Top of Document passage

Taiwan’s semiconductor industry skyrockets amid COVID-19 pandemic

Taiwan's semiconductor industry skyrockets amid COVID-19 pandemic
Illustration. In fact, in the midst of the pandemic, Taiwan Semiconductor Manufacturing Co. (TSMC) has become a world leader in the production of 7nm process. (Photo by Magnus Engø on Unsplash)

Jakarta (Indonesia Window) – The COVID-19 pandemic has an impact on the production of companies worldwide, including those engaged in the Information Technology (IT).

The pandemic has also affected the competitiveness among the big companies, according to a statement from the Taipei Economic and Trade Office (TETO) received by Indonesia Window here on Tuesday.

Due to the excellent implementation of preventive and handling measures, the pandemic has given no significant impact to the semiconductor industry on the Formosa Island, unlike in other countries.

Bottom of Document passage

# [Work task A]
According to the article on Taiwan's semiconductor industry, why did the pandemic have no significant impact on that industry on the Formosa Island? Answer in one to three sentences.
# [Work task B]
Pick up the article on Taiwan's semiconductor industry after its final sentence and carry it forward.

Top of Supplied material

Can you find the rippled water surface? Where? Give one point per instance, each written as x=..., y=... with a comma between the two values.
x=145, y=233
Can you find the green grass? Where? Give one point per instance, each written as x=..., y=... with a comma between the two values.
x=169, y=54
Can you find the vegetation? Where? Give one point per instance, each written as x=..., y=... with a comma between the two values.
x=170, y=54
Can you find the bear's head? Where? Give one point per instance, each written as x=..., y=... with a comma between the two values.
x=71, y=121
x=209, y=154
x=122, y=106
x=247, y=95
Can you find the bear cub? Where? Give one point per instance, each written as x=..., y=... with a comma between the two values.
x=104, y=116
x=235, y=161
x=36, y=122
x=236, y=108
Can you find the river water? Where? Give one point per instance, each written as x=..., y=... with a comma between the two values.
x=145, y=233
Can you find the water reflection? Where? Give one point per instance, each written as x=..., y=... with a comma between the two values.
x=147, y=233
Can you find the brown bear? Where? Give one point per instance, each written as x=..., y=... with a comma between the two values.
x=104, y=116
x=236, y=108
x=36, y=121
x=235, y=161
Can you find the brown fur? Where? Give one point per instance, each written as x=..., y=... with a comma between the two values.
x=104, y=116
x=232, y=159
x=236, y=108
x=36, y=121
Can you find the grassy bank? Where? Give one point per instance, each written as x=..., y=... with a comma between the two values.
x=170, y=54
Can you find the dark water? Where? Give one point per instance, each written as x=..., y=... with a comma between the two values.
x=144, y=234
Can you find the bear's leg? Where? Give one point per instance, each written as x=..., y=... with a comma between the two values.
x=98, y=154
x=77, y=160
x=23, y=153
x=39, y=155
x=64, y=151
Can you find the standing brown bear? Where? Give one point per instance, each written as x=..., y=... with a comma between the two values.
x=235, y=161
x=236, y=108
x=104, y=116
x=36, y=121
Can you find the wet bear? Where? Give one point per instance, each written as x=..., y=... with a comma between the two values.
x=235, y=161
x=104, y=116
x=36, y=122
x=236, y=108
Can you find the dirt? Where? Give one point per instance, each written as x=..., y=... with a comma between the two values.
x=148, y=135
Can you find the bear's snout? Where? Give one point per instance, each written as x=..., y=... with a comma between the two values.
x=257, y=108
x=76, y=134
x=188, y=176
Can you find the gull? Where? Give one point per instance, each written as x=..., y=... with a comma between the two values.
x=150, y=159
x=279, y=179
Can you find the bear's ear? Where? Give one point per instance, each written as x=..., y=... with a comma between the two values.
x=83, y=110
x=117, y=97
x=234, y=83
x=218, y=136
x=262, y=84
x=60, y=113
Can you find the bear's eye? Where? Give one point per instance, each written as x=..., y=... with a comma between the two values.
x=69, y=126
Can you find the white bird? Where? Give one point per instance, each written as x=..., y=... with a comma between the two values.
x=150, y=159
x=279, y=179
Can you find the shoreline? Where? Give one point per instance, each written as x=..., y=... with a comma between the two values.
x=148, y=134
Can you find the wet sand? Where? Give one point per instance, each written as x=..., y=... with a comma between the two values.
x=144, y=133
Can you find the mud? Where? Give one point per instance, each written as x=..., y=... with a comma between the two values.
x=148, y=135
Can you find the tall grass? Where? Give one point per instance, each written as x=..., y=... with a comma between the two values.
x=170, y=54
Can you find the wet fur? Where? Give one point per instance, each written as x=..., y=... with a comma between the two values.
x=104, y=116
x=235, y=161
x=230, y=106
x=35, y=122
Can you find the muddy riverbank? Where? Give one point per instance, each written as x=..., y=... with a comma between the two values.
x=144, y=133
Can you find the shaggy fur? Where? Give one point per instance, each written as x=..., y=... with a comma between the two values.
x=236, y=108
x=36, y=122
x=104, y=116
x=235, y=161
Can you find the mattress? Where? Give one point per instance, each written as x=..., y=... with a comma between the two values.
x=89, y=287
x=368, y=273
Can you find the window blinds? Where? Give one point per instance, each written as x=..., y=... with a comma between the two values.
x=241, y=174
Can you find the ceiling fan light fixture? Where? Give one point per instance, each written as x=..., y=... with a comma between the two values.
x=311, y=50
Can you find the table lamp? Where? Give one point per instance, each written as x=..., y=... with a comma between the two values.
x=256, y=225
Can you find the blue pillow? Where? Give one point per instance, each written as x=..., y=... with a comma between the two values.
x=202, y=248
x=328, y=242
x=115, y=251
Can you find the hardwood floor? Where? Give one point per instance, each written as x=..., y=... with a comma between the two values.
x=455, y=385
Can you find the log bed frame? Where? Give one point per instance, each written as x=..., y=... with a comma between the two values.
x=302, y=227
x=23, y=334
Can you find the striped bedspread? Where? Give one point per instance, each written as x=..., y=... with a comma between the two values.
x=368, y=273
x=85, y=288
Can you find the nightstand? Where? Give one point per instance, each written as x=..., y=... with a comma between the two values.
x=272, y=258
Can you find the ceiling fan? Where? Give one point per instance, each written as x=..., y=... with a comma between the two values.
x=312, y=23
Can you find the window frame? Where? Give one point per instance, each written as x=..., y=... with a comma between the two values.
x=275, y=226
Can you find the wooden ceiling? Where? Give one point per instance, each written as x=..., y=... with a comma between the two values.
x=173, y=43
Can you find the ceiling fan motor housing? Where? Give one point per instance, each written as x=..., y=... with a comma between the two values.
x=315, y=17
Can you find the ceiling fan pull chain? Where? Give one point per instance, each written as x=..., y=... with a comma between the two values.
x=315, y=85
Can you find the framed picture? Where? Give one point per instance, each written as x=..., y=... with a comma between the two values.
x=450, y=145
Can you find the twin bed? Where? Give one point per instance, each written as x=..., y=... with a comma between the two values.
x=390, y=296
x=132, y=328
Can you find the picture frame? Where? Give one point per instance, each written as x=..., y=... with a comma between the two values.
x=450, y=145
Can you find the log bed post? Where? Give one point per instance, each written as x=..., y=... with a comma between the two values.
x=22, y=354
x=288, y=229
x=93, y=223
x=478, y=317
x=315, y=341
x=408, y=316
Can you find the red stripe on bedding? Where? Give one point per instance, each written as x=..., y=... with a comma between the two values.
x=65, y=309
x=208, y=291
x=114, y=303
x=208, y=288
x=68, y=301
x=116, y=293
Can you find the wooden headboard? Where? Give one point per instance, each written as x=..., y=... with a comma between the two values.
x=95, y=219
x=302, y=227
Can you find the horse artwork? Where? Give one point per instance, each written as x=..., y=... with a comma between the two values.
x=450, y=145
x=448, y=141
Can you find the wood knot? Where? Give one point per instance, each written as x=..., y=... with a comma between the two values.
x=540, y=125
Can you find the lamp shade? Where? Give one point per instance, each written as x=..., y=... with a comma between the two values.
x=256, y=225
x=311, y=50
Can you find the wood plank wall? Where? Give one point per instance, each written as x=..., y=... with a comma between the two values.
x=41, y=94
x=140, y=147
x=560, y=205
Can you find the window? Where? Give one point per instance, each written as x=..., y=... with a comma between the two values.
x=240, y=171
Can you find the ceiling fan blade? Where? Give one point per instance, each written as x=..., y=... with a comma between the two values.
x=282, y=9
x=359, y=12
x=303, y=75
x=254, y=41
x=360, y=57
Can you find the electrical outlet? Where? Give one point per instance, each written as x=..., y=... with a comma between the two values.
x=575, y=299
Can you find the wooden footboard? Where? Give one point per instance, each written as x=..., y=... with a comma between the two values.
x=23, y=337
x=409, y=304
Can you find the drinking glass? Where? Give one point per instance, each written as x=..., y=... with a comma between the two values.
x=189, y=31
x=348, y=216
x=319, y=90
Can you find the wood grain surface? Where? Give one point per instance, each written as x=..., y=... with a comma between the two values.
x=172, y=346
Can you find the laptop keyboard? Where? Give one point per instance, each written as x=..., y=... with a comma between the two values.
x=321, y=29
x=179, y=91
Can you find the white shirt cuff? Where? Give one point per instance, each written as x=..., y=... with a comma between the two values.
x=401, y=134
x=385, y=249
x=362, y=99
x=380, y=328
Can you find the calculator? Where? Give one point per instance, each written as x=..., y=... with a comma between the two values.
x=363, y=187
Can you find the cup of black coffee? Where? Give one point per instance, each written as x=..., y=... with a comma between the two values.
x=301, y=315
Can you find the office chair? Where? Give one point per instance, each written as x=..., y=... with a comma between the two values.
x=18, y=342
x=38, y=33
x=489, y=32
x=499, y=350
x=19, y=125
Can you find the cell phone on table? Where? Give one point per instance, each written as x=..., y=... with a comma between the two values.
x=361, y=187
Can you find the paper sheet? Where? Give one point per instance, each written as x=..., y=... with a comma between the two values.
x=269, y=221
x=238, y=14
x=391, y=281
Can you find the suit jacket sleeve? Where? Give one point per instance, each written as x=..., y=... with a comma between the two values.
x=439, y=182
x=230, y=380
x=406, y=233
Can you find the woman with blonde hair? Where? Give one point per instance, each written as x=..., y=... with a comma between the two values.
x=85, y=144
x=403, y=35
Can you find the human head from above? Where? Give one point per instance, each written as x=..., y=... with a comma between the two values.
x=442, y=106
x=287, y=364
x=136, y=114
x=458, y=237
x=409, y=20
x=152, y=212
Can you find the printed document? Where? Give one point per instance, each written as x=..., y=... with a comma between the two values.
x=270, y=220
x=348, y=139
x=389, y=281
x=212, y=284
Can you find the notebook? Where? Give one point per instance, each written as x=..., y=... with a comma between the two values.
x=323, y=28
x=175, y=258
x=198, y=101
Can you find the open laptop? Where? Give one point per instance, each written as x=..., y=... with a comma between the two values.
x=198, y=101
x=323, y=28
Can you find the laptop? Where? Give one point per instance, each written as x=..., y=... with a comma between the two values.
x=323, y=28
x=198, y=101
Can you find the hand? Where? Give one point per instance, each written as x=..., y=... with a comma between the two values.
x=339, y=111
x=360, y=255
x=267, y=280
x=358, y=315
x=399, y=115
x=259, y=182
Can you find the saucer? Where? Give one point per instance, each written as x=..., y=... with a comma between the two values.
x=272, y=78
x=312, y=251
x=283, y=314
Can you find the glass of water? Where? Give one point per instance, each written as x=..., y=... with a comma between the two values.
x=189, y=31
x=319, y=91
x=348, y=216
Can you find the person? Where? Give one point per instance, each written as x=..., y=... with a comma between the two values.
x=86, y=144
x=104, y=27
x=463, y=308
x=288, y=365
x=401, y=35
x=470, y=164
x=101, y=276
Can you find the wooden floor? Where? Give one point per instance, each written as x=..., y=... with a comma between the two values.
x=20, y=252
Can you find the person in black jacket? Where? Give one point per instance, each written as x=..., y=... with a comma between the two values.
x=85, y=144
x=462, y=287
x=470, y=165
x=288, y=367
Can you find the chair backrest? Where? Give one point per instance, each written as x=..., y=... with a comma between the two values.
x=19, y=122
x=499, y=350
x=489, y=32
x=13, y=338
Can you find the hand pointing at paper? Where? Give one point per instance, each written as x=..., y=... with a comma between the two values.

Bottom of Supplied material

# [Task output A]
The pandemic had no significant impact on the semiconductor industry on the Formosa Island because of the excellent implementation of preventive and handling measures. This set Taiwan apart from other countries.

# [Task output B]
In fact, in the midst of the pandemic, Taiwan Semiconductor Manufacturing Co. (TSMC) has become a world leader in the production of 7nm process, the statement said.

The company also became the world’s first mass production factory for 5nm process and soon will dominate the 3nm production.

Earlier, TSMC announced that it had made a major breakthrough in the development and research of the 2nm process, and had successfully found the entry point.

The business community concluded that TSMC’s 2nm process would be launched between 2023 – 2024, and the company could continue to maintain an absolute leading position in the global IC foundry market.

Meanwhile, another global IT company, South Korea’s Samsung Electronics, was forced to postpone its large-scale research and development plans due to the pandemic.

In addition to less results in production of 7nm process, the company has also announced that they would pass the 5nm production and directly develop the 3nm process.

It is known that Samsung’s 3nm production is only comparable to TSMC’s 5nm products.

In terms of technology domination, Samsung is at least one year behind than TSMC.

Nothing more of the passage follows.